__WORK TASK__. Quote the entries word for word. Omit the pictures.

__AVAILABLE RECORDS__.
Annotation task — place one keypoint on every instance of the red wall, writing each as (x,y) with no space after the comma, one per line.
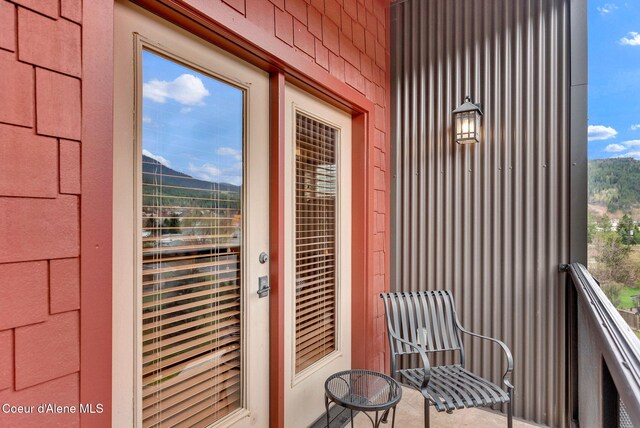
(40,176)
(347,39)
(40,182)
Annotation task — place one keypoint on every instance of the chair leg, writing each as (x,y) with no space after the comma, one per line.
(510,409)
(426,413)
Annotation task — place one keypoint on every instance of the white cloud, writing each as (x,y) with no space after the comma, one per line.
(599,132)
(158,158)
(227,151)
(615,148)
(606,8)
(205,172)
(631,39)
(186,89)
(635,155)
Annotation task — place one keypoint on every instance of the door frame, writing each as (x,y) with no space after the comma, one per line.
(221,27)
(151,34)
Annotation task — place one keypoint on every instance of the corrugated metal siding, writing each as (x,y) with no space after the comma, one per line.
(489,221)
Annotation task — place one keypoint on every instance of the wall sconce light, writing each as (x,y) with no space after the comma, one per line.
(467,122)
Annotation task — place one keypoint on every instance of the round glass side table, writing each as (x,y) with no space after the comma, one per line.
(365,391)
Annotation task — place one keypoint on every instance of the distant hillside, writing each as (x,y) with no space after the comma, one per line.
(615,183)
(170,177)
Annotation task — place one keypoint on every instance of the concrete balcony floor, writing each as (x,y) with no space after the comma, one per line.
(410,414)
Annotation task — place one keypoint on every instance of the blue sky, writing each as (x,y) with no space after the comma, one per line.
(614,79)
(191,122)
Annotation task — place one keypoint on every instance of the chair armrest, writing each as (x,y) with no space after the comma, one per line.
(425,362)
(505,349)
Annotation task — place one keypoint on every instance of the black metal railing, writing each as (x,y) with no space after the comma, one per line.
(604,356)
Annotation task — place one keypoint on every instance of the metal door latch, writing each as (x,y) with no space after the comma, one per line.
(263,286)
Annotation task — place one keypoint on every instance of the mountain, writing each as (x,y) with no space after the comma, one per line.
(615,183)
(166,176)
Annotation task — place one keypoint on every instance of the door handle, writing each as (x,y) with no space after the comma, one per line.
(263,286)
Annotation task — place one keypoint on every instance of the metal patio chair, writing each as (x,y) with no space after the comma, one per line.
(424,323)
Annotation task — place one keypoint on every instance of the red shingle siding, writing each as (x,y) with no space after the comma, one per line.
(28,163)
(69,167)
(64,391)
(16,87)
(64,285)
(24,294)
(58,116)
(6,359)
(48,43)
(47,350)
(7,26)
(40,111)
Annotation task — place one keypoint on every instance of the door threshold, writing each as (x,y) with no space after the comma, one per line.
(339,417)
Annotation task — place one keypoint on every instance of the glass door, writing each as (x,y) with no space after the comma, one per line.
(191,218)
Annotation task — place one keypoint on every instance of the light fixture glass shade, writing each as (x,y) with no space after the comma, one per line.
(467,123)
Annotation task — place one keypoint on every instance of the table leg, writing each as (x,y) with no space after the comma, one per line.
(326,406)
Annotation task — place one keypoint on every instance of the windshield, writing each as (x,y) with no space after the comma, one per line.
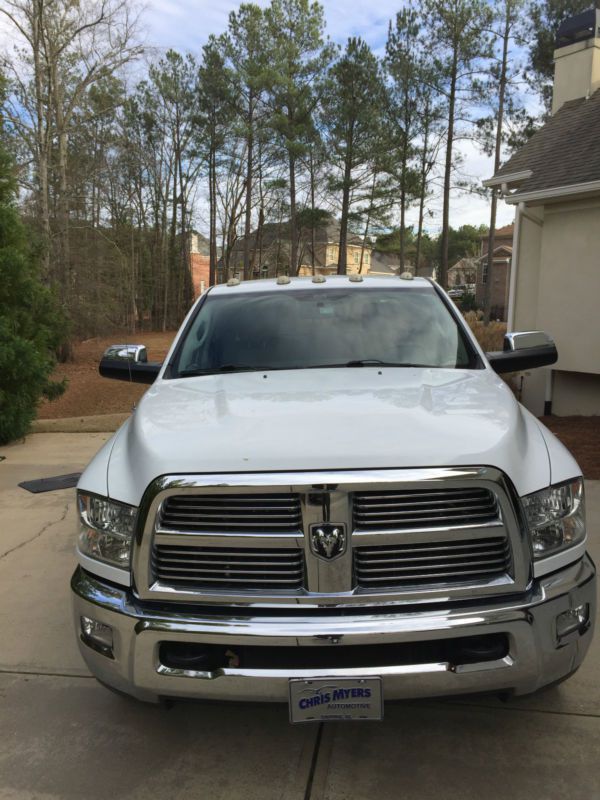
(304,329)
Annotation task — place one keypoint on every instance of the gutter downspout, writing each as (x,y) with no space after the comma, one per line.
(513,269)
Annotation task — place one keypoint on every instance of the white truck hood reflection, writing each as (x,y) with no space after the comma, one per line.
(361,418)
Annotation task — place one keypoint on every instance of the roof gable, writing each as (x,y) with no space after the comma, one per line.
(564,152)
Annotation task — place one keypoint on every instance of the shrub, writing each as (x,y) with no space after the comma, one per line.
(468,302)
(31,324)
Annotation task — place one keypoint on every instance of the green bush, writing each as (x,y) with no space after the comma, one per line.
(31,325)
(468,302)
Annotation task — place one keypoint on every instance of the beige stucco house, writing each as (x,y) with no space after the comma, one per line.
(554,184)
(270,251)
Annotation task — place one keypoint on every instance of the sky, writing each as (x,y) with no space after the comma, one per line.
(187,24)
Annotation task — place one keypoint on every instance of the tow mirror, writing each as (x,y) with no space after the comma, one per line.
(525,350)
(128,362)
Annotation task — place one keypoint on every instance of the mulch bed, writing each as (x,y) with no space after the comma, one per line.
(87,392)
(581,435)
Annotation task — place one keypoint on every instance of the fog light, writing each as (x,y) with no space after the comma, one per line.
(576,619)
(97,635)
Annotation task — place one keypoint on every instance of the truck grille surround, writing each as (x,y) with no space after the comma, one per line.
(408,536)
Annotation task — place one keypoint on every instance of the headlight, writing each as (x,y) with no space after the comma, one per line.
(106,529)
(556,518)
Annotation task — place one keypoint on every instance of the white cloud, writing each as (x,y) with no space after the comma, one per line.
(187,24)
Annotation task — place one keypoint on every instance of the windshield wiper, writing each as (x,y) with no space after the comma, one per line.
(190,373)
(370,362)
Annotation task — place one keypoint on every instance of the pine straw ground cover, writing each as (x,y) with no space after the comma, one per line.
(88,394)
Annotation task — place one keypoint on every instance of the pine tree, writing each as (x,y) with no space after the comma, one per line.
(31,327)
(298,59)
(457,32)
(352,115)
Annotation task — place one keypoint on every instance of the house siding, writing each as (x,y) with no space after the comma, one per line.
(558,286)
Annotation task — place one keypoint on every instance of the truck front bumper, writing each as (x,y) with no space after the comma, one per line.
(138,633)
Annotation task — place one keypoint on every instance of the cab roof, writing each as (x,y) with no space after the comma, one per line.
(331,282)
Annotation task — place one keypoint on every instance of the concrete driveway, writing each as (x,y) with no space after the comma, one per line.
(64,736)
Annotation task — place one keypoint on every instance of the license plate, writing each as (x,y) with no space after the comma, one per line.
(320,699)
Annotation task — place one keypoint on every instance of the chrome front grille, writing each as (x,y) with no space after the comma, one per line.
(232,513)
(196,568)
(411,536)
(436,562)
(423,508)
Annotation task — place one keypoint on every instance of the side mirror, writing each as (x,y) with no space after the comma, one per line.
(128,362)
(525,350)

__OUTPUT FOR THIS EXERCISE__.
Annotation task — place one keypoint on every instance of the red wall, writing each as (x,y) with no space after the comma, one per line.
(40,176)
(347,39)
(40,182)
Annotation task — place one keypoint on every instance of the chair leg, writing each as (x,y) with no space after the comma, one per line.
(510,409)
(426,413)
Annotation task — place one keypoint on every instance of the white cloud, writing each as (x,y) with no space after the comma, one per line.
(599,132)
(158,158)
(227,151)
(615,148)
(606,8)
(205,172)
(631,39)
(186,89)
(635,155)
Annotation task — place one keypoint on every instance of the door frame, writing each as (x,y) with no space after the comma, one per line.
(221,27)
(151,34)
Annotation task — place one keypoint on every instance of the corrugated metal siding, writing each as (x,y) with no space after the comma, one per line.
(489,221)
Annotation task — place one keypoint on every instance of the wall sconce light, writing each as (x,y) with no space after the comma, one per line.
(467,122)
Annotation task — place one keypoint on every instance of the round glass side table, writing each as (x,y) with no space after the comma, one per line.
(365,391)
Annotation task — place one keypoint on every instance of the distant hillside, writing each as (x,y) with no space after the comma, one per line.
(615,183)
(170,177)
Annotation task — place one keypoint on every instance of the concrete balcony floor, writing each as (x,y) with no space after the comma, one per line.
(410,414)
Annotation task — place one keypoint on every instance of the blue sky, writing each as (x,y) with no space after the comma, one per line.
(614,79)
(191,122)
Annotation task — place one keypoint on every instance of the chair armrest, writing each as (x,y) with no space after the comma, one per line.
(425,362)
(505,349)
Annotation task — place one keypoint on every instance of the black metal railing, writing each as (x,y) with no space after the comma, one per line.
(604,356)
Annotation task — place one keypoint on every instance of the metal door latch, writing each as (x,y) with no space after the comma, one per line.
(263,286)
Annotation task — place one keypoint on every instance of the mountain, writing each as (x,y) with no space after the comma, one per line.
(615,183)
(166,176)
Annotation task — place one keypoint on every instance of the door handle, writing each as (x,y) with no space after the comma, one per line.
(263,286)
Annotation task — place one keypoint on every instance of the metal patio chair, writing each as (x,y) with no space after the comma, one per line.
(424,323)
Annotation task — place one keypoint on every instance of the red shingle siding, writing each as (x,y) with no space after the comma, one per line.
(28,163)
(69,167)
(64,391)
(16,87)
(64,285)
(24,294)
(58,116)
(6,359)
(48,43)
(47,350)
(7,26)
(40,111)
Annotation task — place one keypoint on every instance of the door threshold, writing each as (x,y) with no space after the comma, one per line.
(339,417)
Annotation task — place one keypoint on every instance of the glass door, writing each as (x,y) with no space after the comma, one per line.
(191,218)
Annotation task — place one keypoint on every instance of the light fixture glass shade, writing each as (x,y) with no space after the comma, one per line.
(467,123)
Annotation task — place one keypoint on every instance of the table leg, writing each as (x,y) with no space after the comma, one per line.
(326,406)
Annotation task — place one keypoint on every instance of the windshield, writing each as (x,y) with no space after the comma, one per line.
(304,329)
Annotation task — place one keypoint on every instance of the gutter downspout, writing each as (x,y) with no space after the comma, one per line.
(513,269)
Annotation task — place one keypoint on every instance of the white truck hood reflection, writing each as (x,y) with no space after the comma, one per line.
(361,418)
Annotation task — place one keypoint on every instance of the roof gable, writing each as (x,y) with no space after the comma, one per line.
(564,152)
Annotation task — place one keypoint on every instance of the shrub, writing each as (x,y) with no space after the comma, one per line.
(468,302)
(31,324)
Annotation task — place one keypoint on every instance of the green bush, writing each as (x,y) with no space after the comma, one per line.
(31,325)
(468,302)
Annotation task — place one keypoint on every instance of the beige stucco house, writing each as (x,y) with no space after the comma, one per line.
(554,184)
(270,251)
Annotation task — place one keypoint on every instance of the sky, writing each as (x,y) with no space after the comma, one per line.
(187,24)
Annotation task — place one keypoint on every instance of the tow mirror, writing each as (x,y) with no space after the comma, one per line.
(525,350)
(128,362)
Annotation task — place one keypoint on every instance of the mulch bed, writing each as (x,y) with no space after the comma, one per line.
(87,392)
(581,435)
Annotation task — place one keypoint on every instance of the fog light, writing each as (x,y) with no space after the comma, one per line.
(576,619)
(97,635)
Annotation task — place one keypoint on every instance of the truck grille surround, writing each as (x,y) with no space after the comma, one per line.
(408,536)
Annotation task — place one keypoint on every instance of the headlight, writing each as (x,y) with no space after the comma, one per line.
(106,529)
(556,518)
Annotation task — place one keypoint on every instance of the white cloud, writing each as (x,y) with no space after the comma, one per line.
(187,24)
Annotation task — place one keypoint on every instance of the windshield wiper, writing each as (x,y) with no space after the comma, one per line.
(190,373)
(370,362)
Annotation task — place one keypoint on every instance of the pine straw ground cover, writing each as (x,y) with no space after the comma, one per line.
(88,394)
Annotation task — place one keypoint on every instance of the pine tree, writing each as (x,y) with no space after the comma, one per line.
(31,327)
(298,59)
(457,32)
(352,115)
Annotation task — place one keypoint on every instance of the house siding, writing each as (x,y) with no space after the comma, one per line.
(558,286)
Annotation task — place one keypoint on every instance of the truck front bumper, writing each as (x,y) with no space after the comma, one per line.
(138,633)
Annotation task — place one keypoint on every instance of the cab roof, writing each as (x,y) with no space after the comma, one per line.
(331,282)
Annotation task — place one keypoint on every instance of the concrete driveway, writing each as (x,y) with no space after the comma, one per line.
(64,736)
Annotation task — place one keypoint on every instance of the license plate, writing each as (x,y) with no space after the comma, one per line.
(320,699)
Annotation task — place one keypoint on every instance of the chrome front grille, writing each as (x,y) with no space after the comma, one per line.
(232,513)
(196,568)
(411,536)
(436,562)
(423,508)
Annotation task — place one keypoint on every instance of the side mirror, writing each as (x,y) with no space after the comma, one per line.
(128,362)
(525,350)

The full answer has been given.